TO DO: Please return every record exactly as it appears.

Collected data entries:
= = = = =

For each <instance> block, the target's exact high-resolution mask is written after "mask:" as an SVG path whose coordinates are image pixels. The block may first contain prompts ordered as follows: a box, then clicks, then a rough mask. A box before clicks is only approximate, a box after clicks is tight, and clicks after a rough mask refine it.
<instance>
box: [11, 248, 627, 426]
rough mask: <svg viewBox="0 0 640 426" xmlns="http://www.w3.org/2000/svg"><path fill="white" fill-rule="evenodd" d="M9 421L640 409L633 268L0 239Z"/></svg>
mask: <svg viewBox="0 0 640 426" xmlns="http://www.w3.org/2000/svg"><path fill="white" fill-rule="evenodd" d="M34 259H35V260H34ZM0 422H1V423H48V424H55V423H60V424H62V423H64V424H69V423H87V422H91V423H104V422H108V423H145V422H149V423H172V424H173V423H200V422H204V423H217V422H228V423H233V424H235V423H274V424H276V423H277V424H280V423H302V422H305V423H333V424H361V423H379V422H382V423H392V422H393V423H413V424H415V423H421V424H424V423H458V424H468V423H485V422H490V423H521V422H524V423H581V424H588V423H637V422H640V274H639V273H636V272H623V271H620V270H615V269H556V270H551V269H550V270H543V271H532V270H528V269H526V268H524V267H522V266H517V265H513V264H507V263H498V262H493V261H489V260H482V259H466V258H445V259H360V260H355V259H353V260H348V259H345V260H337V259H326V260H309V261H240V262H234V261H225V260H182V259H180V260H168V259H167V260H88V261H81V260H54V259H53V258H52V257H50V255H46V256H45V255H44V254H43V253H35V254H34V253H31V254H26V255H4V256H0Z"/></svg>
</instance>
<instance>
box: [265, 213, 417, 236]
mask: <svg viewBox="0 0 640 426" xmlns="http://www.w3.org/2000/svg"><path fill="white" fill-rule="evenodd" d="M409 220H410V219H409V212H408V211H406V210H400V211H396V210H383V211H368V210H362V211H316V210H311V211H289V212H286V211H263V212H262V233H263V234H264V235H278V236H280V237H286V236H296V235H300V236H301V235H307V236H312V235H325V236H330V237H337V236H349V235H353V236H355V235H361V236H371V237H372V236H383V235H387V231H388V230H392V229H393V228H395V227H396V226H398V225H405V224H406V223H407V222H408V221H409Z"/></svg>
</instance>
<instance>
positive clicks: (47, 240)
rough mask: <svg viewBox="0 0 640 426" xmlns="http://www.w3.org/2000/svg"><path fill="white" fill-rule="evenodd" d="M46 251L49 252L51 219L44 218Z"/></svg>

= = = = =

TASK SOLUTION:
For each <instance> block, the target's exact high-resolution mask is written after "mask:" as an SVG path whose coordinates are image pixels. The block may first contain prompts ordered as follows: a box, then clicks, then a rough mask. A box before clicks is only approximate, a box after clicks is tight, and clicks after a rough mask refine it.
<instance>
box: [11, 248, 627, 426]
rough mask: <svg viewBox="0 0 640 426" xmlns="http://www.w3.org/2000/svg"><path fill="white" fill-rule="evenodd" d="M9 421L640 409L633 268L0 239Z"/></svg>
mask: <svg viewBox="0 0 640 426" xmlns="http://www.w3.org/2000/svg"><path fill="white" fill-rule="evenodd" d="M34 259H35V260H34ZM0 422H1V423H48V424H55V423H60V424H62V423H64V424H69V423H87V422H91V423H104V422H108V423H145V422H149V423H172V424H173V423H200V422H204V423H217V422H228V423H233V424H235V423H274V424H276V423H277V424H280V423H302V422H305V423H333V424H361V423H379V422H382V423H392V422H393V423H413V424H415V423H421V424H424V423H458V424H468V423H485V422H490V423H521V422H524V423H581V424H588V423H637V422H640V274H639V273H636V272H623V271H620V270H615V269H556V270H551V269H550V270H543V271H532V270H528V269H526V268H524V267H522V266H517V265H513V264H507V263H498V262H493V261H489V260H482V259H466V258H445V259H360V260H355V259H353V260H348V259H345V260H337V259H326V260H309V261H240V262H234V261H225V260H182V259H180V260H168V259H167V260H88V261H81V260H54V259H53V258H52V257H50V255H46V256H45V255H44V254H43V253H35V254H34V253H31V254H26V255H4V256H0Z"/></svg>
</instance>
<instance>
box: [265, 213, 417, 236]
mask: <svg viewBox="0 0 640 426" xmlns="http://www.w3.org/2000/svg"><path fill="white" fill-rule="evenodd" d="M409 220H410V219H409V212H408V211H406V210H400V211H396V210H383V211H368V210H362V211H316V210H311V211H289V212H286V211H263V212H262V233H263V234H264V235H278V236H280V237H286V236H296V235H300V236H301V235H307V236H312V235H325V236H330V237H337V236H349V235H353V236H355V235H361V236H371V237H372V236H383V235H387V231H388V230H392V229H393V228H395V227H396V226H398V225H405V224H406V223H407V222H408V221H409Z"/></svg>
</instance>
<instance>
positive clicks: (47, 240)
rough mask: <svg viewBox="0 0 640 426" xmlns="http://www.w3.org/2000/svg"><path fill="white" fill-rule="evenodd" d="M46 251L49 252L51 219L44 218Z"/></svg>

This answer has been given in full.